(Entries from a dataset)
▶

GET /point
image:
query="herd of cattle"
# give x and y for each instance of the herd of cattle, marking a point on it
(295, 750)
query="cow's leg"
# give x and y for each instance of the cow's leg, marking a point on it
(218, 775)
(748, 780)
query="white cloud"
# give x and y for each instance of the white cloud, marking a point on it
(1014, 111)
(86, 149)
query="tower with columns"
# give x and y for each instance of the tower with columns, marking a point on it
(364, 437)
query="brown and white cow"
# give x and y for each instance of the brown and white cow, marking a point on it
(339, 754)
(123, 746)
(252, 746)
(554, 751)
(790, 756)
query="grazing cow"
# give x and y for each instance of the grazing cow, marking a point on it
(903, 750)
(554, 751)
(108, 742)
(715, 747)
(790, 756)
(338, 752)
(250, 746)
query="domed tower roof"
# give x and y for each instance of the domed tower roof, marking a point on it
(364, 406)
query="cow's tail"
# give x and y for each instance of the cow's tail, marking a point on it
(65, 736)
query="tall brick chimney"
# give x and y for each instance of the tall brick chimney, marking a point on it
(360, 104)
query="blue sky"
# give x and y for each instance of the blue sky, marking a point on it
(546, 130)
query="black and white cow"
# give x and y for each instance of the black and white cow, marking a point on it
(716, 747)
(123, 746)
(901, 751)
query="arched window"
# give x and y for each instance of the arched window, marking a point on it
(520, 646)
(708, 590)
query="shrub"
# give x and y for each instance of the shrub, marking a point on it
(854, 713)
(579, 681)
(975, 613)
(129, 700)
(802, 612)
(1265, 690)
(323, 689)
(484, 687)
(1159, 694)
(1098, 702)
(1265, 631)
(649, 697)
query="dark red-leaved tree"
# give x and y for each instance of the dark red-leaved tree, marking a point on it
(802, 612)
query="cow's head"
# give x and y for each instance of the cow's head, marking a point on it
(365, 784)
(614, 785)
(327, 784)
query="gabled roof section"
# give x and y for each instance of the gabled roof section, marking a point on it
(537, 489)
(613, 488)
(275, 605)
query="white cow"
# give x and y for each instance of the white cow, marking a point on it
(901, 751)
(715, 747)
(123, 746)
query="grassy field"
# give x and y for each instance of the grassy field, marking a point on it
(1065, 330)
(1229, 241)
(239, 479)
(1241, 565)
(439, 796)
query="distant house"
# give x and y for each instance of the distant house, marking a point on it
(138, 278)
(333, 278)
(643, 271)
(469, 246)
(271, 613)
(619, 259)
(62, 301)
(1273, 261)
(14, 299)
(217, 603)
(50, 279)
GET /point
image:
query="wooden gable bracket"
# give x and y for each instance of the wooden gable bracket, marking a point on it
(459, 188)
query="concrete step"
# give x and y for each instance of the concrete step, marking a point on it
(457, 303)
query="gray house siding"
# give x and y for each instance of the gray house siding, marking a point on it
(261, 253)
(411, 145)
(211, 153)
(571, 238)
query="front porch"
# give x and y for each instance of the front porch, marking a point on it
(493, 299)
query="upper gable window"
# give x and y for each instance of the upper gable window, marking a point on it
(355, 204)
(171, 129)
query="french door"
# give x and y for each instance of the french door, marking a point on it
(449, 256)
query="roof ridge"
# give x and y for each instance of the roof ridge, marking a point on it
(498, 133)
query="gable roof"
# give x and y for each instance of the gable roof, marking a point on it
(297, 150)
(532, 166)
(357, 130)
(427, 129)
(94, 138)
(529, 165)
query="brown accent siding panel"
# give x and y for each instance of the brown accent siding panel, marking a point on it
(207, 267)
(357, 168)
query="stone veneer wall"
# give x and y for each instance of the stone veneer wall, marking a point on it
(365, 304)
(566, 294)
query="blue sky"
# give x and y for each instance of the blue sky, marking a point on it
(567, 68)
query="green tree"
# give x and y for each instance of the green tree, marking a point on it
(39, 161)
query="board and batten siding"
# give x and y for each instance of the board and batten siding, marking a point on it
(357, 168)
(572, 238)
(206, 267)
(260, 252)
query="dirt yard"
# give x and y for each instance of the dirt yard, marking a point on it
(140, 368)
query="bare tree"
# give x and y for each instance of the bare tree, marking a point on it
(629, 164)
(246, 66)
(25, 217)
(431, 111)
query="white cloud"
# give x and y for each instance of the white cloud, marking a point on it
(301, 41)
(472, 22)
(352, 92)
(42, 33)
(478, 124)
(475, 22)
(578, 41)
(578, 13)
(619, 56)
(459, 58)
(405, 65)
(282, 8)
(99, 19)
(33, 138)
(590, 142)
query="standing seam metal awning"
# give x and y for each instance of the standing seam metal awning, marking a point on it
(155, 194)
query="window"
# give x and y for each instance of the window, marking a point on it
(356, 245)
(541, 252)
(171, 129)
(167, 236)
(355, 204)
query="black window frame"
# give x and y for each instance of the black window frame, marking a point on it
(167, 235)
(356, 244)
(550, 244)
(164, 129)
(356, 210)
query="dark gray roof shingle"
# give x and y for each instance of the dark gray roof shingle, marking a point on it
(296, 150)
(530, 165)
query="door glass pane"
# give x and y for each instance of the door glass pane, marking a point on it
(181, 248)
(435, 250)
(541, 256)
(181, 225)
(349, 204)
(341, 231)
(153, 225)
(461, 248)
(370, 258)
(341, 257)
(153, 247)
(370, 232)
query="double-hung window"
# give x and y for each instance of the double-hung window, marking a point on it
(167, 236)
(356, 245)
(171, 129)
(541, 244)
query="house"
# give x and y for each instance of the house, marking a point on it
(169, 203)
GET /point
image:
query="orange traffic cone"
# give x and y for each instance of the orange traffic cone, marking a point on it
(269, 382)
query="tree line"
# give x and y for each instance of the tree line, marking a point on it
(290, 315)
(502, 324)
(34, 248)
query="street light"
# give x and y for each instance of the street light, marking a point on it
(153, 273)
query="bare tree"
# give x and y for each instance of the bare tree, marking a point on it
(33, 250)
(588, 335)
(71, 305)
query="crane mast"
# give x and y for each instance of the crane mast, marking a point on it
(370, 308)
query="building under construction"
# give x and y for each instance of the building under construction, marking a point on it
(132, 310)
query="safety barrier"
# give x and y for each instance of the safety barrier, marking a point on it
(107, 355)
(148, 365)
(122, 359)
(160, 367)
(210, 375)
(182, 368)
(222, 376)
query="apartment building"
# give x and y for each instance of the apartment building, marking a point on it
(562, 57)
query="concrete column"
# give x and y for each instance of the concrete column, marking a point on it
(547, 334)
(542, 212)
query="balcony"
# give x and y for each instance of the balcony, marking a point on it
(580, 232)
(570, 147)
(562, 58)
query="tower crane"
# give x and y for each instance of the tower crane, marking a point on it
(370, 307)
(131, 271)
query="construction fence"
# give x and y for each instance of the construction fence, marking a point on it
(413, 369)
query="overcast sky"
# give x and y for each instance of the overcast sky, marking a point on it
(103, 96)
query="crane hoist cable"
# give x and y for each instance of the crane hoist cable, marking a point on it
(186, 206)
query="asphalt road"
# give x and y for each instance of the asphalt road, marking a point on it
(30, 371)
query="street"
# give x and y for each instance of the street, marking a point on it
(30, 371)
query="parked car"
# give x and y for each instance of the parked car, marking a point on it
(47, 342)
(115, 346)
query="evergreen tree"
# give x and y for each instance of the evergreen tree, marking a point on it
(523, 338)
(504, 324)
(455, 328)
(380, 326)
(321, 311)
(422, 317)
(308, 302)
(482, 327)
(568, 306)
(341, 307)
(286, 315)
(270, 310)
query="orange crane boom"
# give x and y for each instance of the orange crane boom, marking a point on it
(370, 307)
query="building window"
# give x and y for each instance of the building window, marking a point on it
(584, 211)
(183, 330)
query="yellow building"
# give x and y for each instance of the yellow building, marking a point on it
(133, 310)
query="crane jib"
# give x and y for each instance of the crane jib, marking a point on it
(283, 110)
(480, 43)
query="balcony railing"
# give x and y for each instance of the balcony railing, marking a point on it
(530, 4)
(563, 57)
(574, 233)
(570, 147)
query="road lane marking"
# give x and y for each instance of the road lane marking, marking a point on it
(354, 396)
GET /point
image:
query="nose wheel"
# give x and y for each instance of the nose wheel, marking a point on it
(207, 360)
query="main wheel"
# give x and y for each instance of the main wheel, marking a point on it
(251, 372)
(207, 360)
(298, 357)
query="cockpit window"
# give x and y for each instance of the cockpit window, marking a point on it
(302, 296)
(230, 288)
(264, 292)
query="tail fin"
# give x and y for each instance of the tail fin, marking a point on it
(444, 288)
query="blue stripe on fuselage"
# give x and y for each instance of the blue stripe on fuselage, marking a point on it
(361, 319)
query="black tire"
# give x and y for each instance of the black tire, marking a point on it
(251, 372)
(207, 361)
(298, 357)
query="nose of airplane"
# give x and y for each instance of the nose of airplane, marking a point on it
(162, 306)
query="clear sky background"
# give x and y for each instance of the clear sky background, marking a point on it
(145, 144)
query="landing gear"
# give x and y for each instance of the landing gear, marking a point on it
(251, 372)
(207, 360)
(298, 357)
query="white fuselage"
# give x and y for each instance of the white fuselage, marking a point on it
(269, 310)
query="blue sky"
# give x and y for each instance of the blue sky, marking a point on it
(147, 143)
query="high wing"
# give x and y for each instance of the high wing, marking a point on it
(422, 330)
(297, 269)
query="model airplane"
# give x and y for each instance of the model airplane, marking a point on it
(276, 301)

◀

WHAT NEEDS TO BE DONE: Find every line in the listing that contains the string "section" and copy each of those lines.

SOLUTION TO THIS PROBLEM:
query="gabled roof section"
# give x and y for each instance of the gabled roof section, marking a point on it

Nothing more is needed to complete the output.